:: DATA SHOWN ::
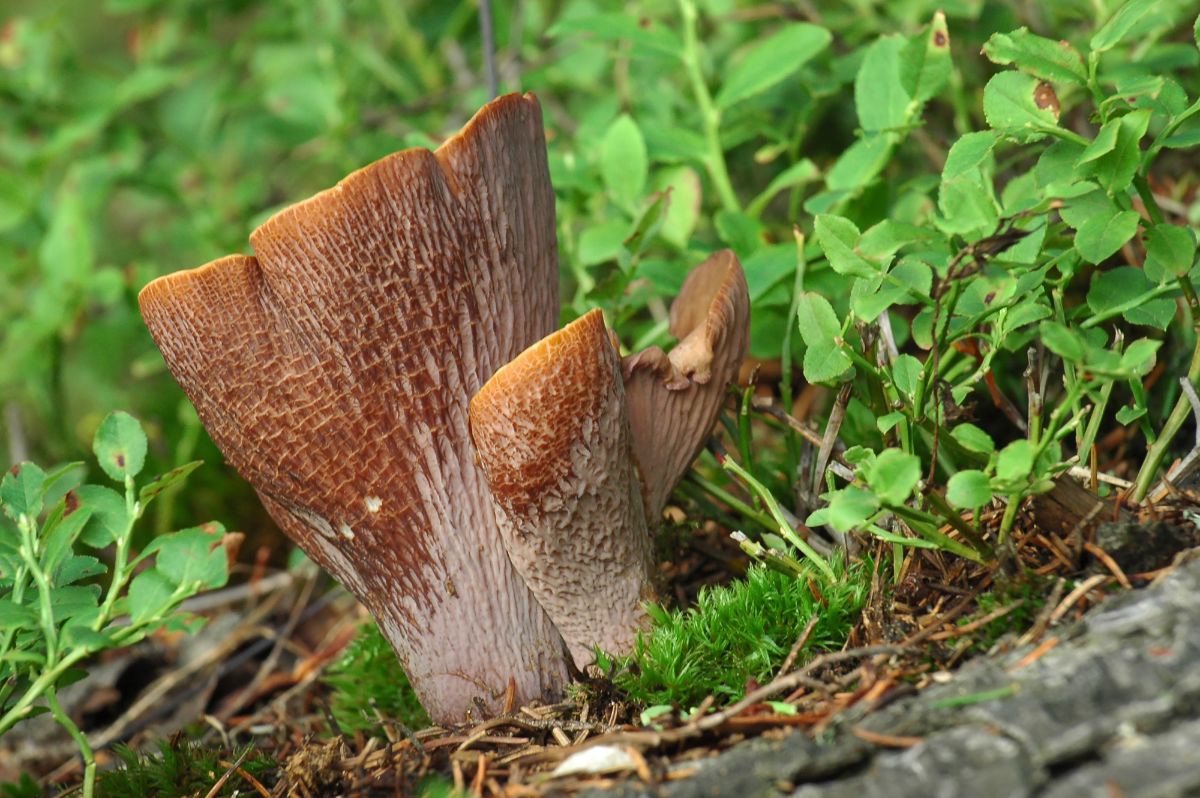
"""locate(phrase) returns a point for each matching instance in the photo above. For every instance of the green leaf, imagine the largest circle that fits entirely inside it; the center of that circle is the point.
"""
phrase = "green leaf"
(66, 255)
(683, 209)
(772, 60)
(603, 243)
(1114, 157)
(967, 207)
(16, 616)
(825, 358)
(623, 162)
(1055, 171)
(971, 151)
(1015, 461)
(869, 298)
(161, 483)
(647, 36)
(1087, 205)
(925, 61)
(120, 445)
(969, 490)
(79, 636)
(839, 238)
(1127, 415)
(1019, 106)
(850, 508)
(1101, 237)
(894, 475)
(73, 599)
(1170, 252)
(880, 99)
(1115, 287)
(22, 490)
(741, 232)
(1120, 24)
(861, 163)
(1062, 341)
(60, 537)
(906, 373)
(1044, 58)
(1140, 355)
(109, 515)
(150, 594)
(781, 707)
(77, 568)
(972, 438)
(1105, 139)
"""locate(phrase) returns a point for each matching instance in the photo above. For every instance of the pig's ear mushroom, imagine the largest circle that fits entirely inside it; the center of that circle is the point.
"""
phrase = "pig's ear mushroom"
(334, 370)
(553, 439)
(673, 399)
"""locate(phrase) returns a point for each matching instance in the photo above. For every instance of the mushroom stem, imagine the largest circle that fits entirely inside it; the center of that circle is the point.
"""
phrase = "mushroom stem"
(334, 371)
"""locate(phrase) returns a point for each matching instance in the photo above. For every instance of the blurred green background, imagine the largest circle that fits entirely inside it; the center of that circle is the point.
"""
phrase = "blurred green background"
(139, 137)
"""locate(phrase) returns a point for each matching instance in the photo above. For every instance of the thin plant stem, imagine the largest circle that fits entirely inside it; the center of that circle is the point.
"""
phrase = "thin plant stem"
(709, 115)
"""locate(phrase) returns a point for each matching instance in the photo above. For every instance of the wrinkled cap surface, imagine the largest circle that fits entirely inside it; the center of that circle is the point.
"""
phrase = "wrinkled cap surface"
(334, 369)
(552, 435)
(673, 399)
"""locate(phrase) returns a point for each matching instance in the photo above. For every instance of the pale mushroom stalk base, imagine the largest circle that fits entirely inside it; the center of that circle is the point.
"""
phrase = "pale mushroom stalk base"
(553, 439)
(335, 369)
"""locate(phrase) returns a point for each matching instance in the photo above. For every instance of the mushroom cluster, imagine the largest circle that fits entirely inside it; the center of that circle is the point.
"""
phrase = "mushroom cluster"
(385, 373)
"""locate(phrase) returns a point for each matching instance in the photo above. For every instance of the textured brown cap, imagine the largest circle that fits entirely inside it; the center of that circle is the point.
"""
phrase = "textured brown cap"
(553, 439)
(334, 371)
(673, 399)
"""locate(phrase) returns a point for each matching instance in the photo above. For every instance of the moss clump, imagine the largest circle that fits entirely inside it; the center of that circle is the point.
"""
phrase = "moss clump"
(367, 683)
(739, 633)
(181, 767)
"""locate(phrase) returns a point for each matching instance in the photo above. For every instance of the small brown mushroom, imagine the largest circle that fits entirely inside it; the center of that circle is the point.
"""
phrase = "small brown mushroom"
(673, 399)
(552, 436)
(334, 370)
(335, 367)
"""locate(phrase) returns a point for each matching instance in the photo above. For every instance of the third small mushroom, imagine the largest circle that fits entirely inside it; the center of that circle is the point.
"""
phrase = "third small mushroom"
(384, 371)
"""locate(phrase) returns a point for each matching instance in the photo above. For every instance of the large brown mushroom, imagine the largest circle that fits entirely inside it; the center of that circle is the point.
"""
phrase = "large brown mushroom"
(334, 370)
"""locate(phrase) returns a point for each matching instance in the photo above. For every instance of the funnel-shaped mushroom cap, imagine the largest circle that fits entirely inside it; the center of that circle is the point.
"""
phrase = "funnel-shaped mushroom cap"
(334, 371)
(673, 399)
(552, 437)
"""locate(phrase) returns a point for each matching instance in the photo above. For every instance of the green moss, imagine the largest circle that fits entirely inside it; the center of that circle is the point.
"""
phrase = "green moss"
(367, 681)
(181, 767)
(739, 633)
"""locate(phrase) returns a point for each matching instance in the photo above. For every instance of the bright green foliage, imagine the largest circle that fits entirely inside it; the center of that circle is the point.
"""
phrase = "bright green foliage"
(181, 767)
(54, 612)
(370, 688)
(739, 633)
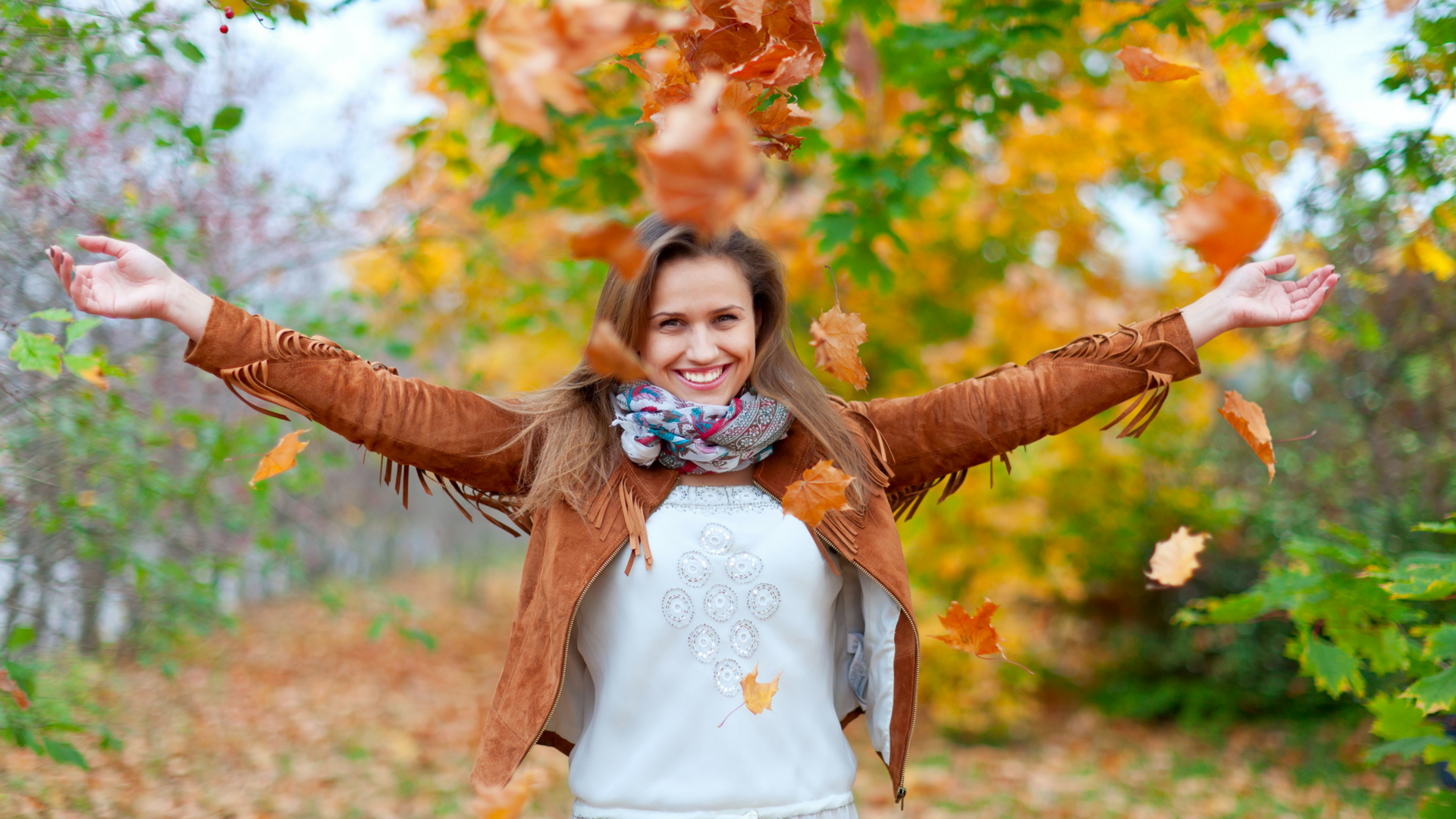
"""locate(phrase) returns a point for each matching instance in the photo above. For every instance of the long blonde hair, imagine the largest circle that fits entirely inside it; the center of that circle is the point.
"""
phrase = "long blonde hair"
(570, 444)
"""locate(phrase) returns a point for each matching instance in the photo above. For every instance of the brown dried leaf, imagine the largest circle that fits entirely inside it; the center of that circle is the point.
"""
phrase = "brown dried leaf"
(1225, 226)
(1175, 558)
(14, 689)
(836, 338)
(820, 491)
(702, 167)
(759, 695)
(1247, 419)
(281, 458)
(1147, 67)
(615, 243)
(609, 356)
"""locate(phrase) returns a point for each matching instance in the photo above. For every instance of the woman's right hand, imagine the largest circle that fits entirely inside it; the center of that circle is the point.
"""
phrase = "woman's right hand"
(136, 286)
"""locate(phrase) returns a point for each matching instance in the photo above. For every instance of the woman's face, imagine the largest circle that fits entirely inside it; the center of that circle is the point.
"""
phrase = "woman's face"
(701, 330)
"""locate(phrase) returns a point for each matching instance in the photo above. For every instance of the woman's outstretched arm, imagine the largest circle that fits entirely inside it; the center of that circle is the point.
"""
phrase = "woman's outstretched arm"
(453, 433)
(963, 425)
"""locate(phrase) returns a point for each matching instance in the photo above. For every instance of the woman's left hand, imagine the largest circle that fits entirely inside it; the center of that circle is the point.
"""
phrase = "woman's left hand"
(1250, 297)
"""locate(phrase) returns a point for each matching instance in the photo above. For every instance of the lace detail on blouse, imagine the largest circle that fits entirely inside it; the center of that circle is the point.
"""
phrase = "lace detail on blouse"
(720, 500)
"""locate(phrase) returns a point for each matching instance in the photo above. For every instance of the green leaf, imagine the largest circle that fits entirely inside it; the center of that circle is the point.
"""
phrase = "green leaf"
(1398, 719)
(64, 754)
(80, 328)
(1440, 645)
(53, 315)
(1421, 576)
(1334, 670)
(1436, 692)
(1408, 748)
(36, 353)
(228, 118)
(188, 50)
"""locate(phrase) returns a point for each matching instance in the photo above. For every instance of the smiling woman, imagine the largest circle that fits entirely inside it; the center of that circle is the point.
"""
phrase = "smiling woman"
(637, 670)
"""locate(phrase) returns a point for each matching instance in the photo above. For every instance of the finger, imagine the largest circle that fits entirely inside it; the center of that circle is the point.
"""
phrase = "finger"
(1276, 265)
(104, 245)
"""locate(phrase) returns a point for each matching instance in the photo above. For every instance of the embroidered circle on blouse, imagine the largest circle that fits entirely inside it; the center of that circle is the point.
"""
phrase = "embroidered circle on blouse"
(764, 601)
(693, 569)
(677, 608)
(702, 642)
(717, 538)
(720, 602)
(743, 567)
(728, 678)
(743, 637)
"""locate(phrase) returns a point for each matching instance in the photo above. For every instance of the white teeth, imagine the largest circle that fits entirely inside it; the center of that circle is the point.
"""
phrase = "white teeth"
(704, 376)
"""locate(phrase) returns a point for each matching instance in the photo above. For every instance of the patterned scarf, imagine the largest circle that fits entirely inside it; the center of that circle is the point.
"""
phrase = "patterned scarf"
(698, 438)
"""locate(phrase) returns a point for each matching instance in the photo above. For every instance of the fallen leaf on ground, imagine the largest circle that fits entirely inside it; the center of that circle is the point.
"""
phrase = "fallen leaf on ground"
(702, 167)
(1225, 226)
(836, 338)
(759, 695)
(14, 689)
(612, 242)
(974, 634)
(609, 356)
(820, 491)
(280, 458)
(1147, 67)
(1247, 419)
(509, 802)
(1175, 558)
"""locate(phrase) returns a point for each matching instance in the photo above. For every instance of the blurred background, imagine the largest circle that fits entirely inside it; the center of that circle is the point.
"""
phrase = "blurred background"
(999, 186)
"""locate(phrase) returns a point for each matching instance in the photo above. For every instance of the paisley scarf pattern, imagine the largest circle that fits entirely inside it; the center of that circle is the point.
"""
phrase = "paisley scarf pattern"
(698, 438)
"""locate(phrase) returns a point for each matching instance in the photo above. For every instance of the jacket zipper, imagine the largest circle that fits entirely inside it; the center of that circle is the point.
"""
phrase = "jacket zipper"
(915, 630)
(571, 626)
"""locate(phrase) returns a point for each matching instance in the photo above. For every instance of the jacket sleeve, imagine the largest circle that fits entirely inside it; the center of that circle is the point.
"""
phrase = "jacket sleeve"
(946, 431)
(452, 438)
:::
GIVEN TASK ::
Starting with the line that contains "jacket zipper, imagine", output every line through the end of the listing above, unchanged.

FINAL ANSWER ::
"""locate(phrase) returns a point for each matching instance in the photo above. For every instance of the jacket zipper, imagine the largest circle that fits entirely inside it; the center of that circle is the point.
"""
phrase = "jacket zipper"
(915, 630)
(571, 626)
"""locate(phrase) returns a point for each matching instance in the photo above. For every instance of the jacket sleeve, imagine the largest circle that fits entirely inside it; the center of that circle is the point.
"""
phrase = "jacket sleeve"
(946, 431)
(452, 438)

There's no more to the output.